Problem statement:
Would you restate, exactly as they appear, the lines from the one containing "[246, 190], one" through the end of the data below?

Data for processing:
** START **
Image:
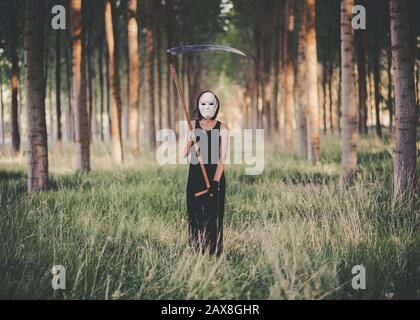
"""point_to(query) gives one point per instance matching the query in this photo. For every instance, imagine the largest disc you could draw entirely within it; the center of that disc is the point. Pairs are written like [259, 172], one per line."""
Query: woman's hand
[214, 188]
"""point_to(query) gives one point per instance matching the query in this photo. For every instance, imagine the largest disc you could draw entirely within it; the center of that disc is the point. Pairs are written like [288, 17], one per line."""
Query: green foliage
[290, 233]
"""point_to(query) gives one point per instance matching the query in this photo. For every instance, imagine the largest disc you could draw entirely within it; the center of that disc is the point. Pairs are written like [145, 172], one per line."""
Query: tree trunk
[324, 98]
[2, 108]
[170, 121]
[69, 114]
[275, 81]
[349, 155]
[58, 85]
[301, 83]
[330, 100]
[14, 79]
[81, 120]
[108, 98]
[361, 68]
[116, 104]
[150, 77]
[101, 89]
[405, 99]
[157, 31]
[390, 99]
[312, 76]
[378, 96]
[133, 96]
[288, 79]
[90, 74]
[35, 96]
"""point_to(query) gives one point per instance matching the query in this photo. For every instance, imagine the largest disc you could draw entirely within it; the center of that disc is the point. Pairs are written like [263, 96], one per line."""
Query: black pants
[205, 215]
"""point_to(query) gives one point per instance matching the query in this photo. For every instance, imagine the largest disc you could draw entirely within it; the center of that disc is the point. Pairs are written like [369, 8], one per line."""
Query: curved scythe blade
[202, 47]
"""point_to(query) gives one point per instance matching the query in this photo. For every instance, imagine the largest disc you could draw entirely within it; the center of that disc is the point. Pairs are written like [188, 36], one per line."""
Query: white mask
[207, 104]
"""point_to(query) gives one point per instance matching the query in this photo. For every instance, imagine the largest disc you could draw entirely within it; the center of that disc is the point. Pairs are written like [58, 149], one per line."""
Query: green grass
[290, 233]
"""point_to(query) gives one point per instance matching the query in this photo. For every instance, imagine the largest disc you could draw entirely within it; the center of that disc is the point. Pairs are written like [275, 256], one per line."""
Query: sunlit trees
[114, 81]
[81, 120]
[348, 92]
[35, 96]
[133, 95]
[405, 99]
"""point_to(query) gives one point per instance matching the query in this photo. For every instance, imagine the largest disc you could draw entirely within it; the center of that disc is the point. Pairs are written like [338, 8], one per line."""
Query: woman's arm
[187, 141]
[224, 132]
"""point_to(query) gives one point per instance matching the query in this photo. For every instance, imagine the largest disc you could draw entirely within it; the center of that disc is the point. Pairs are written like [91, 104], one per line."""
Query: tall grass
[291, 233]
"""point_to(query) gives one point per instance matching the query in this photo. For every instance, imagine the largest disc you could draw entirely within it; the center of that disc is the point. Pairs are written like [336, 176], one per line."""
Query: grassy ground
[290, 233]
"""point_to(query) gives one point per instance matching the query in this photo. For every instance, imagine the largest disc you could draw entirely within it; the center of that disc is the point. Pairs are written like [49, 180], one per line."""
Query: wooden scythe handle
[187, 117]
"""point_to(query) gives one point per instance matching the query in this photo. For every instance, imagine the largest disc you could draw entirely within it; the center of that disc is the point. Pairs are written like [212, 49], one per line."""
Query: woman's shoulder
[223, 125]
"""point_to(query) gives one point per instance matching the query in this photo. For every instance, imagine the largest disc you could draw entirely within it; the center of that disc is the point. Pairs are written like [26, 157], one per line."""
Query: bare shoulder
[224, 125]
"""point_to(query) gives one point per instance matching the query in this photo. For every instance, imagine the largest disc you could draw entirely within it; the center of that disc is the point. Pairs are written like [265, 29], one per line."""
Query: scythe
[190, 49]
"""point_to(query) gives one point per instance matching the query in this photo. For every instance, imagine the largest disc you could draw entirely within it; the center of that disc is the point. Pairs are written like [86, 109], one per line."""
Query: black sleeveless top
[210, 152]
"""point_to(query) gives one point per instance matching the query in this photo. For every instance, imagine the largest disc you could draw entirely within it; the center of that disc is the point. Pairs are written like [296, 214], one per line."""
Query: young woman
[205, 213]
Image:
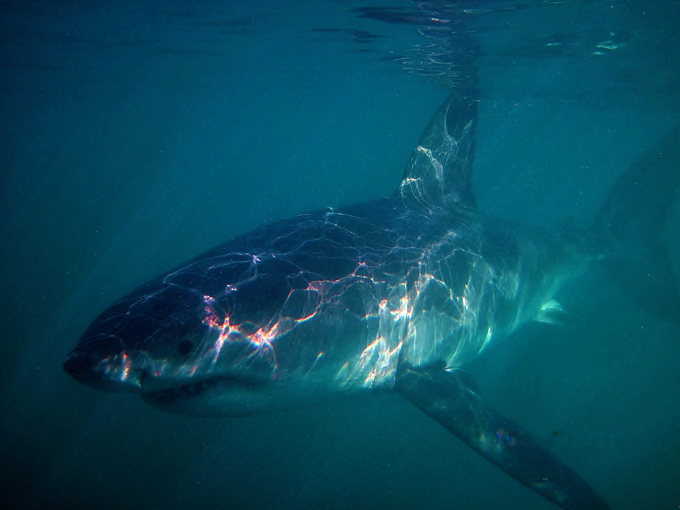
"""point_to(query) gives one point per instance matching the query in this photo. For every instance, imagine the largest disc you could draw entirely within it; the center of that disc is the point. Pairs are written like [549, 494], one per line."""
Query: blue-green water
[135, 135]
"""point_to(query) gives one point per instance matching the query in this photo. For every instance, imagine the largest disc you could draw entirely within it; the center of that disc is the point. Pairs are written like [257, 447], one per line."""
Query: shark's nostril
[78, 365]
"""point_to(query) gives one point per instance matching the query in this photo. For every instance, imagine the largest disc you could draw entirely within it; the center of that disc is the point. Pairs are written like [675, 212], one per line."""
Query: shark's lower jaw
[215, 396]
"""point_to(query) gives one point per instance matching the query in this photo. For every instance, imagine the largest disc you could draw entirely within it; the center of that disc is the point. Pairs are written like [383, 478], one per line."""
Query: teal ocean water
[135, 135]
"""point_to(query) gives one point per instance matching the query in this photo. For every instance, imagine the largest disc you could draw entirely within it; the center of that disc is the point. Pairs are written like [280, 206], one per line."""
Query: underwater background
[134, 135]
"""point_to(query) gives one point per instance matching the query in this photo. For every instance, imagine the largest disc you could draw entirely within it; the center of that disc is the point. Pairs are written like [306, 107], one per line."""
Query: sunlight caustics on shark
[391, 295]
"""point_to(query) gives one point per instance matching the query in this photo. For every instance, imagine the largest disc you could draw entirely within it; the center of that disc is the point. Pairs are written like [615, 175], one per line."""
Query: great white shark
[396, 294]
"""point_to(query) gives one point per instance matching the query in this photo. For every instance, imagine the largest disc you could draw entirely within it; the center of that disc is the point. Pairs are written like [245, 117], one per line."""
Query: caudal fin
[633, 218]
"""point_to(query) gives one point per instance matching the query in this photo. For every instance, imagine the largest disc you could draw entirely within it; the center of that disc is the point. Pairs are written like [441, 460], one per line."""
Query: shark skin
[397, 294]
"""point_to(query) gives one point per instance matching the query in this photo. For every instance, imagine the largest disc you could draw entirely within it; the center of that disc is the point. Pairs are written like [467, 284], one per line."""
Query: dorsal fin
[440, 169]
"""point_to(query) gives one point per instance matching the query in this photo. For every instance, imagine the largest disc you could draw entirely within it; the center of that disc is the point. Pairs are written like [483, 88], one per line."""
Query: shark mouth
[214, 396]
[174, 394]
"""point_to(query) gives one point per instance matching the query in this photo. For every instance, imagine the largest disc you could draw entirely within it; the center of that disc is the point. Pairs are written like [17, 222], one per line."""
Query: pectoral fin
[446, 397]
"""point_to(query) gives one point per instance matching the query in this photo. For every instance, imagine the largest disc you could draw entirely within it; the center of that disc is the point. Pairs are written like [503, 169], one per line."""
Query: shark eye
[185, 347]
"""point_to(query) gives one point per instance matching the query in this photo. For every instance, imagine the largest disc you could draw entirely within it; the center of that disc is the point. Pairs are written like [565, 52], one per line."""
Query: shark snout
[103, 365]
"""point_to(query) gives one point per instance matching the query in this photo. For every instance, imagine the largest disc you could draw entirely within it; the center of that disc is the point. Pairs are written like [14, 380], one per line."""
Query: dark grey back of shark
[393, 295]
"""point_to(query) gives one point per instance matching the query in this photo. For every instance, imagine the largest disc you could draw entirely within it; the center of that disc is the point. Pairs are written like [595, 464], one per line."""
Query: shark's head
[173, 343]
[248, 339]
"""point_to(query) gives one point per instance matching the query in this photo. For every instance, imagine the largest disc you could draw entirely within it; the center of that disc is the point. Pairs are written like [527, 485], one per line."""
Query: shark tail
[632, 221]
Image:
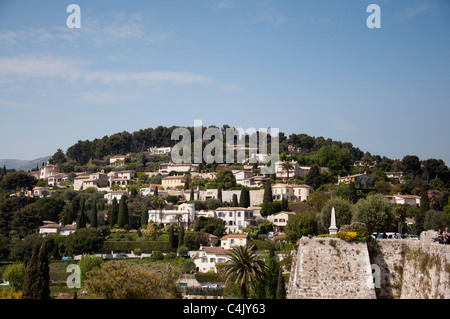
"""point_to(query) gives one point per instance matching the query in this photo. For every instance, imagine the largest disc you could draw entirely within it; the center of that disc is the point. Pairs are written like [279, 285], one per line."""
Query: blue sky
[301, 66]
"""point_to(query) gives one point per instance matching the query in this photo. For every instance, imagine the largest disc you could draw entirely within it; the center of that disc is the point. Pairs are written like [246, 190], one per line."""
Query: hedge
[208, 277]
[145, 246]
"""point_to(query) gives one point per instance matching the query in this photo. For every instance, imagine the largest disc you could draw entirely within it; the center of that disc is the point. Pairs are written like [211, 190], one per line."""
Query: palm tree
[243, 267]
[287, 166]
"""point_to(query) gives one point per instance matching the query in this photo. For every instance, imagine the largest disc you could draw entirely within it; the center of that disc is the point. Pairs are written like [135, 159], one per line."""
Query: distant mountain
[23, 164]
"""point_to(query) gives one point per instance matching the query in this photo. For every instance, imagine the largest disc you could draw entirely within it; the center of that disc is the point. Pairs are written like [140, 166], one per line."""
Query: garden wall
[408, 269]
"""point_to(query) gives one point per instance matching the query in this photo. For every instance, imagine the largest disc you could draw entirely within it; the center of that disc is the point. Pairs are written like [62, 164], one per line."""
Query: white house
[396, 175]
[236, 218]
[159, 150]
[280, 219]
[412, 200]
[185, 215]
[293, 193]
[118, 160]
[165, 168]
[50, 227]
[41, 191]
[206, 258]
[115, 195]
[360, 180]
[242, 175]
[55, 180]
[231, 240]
** END **
Response to the exercise:
"""point_to(query) gives one point per instance matching the query in this photo. For every instance, imagine the largest disc you could draw entirely within it; the center of that disc is the point. Pairs are written like [246, 190], one per line."""
Query: hedge
[208, 277]
[145, 246]
"""point_to(query) gives one point per instance matching the query in this photo. For every instance, imagine the largest disc you could draw entirely within it; the center of that disc is the point. Pairs are written like [211, 190], one per line."""
Query: palm tree
[243, 267]
[287, 166]
"""point_to(query) gives one point per instance matching the query in this photo. For every instance, imagine the largest disc you could draw entirely within it; the center of that disc is the point. Pairs are written like [135, 159], one per line."""
Query: distant mountain
[23, 164]
"""point_to(query) gives one point per instance matching the query in this photo. For every instance, imagine the largest disc you could draw entirely within it; the center of that disc is the point. Pairs are written like [140, 166], one per line."""
Query: garden wall
[408, 269]
"""point_to(query) gives one point per instance matching the query in this photo. For every instance, imagine the largest disc you could draw entirely within it; the center of that disc is the point. Pairs are written like [62, 164], one per line."""
Query: white house
[396, 175]
[236, 218]
[159, 150]
[280, 219]
[412, 200]
[185, 215]
[293, 193]
[118, 160]
[165, 168]
[50, 227]
[41, 191]
[206, 258]
[115, 195]
[360, 180]
[242, 175]
[55, 180]
[231, 240]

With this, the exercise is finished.